— WRITTEN EXERCISE —
Revise the rows below, changing "power line" to "utility cable" wherever it appears and leaving all other text untouched.

(Object point labels)
— start —

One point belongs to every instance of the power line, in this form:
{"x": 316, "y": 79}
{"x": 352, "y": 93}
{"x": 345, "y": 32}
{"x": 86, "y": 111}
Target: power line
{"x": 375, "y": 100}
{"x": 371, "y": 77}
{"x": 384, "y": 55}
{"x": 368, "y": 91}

— end —

— EXPECTED ANSWER —
One point belongs to every instance of the utility cable, in this form:
{"x": 316, "y": 79}
{"x": 352, "y": 93}
{"x": 345, "y": 32}
{"x": 86, "y": 111}
Target: utility cable
{"x": 375, "y": 100}
{"x": 371, "y": 77}
{"x": 384, "y": 55}
{"x": 368, "y": 91}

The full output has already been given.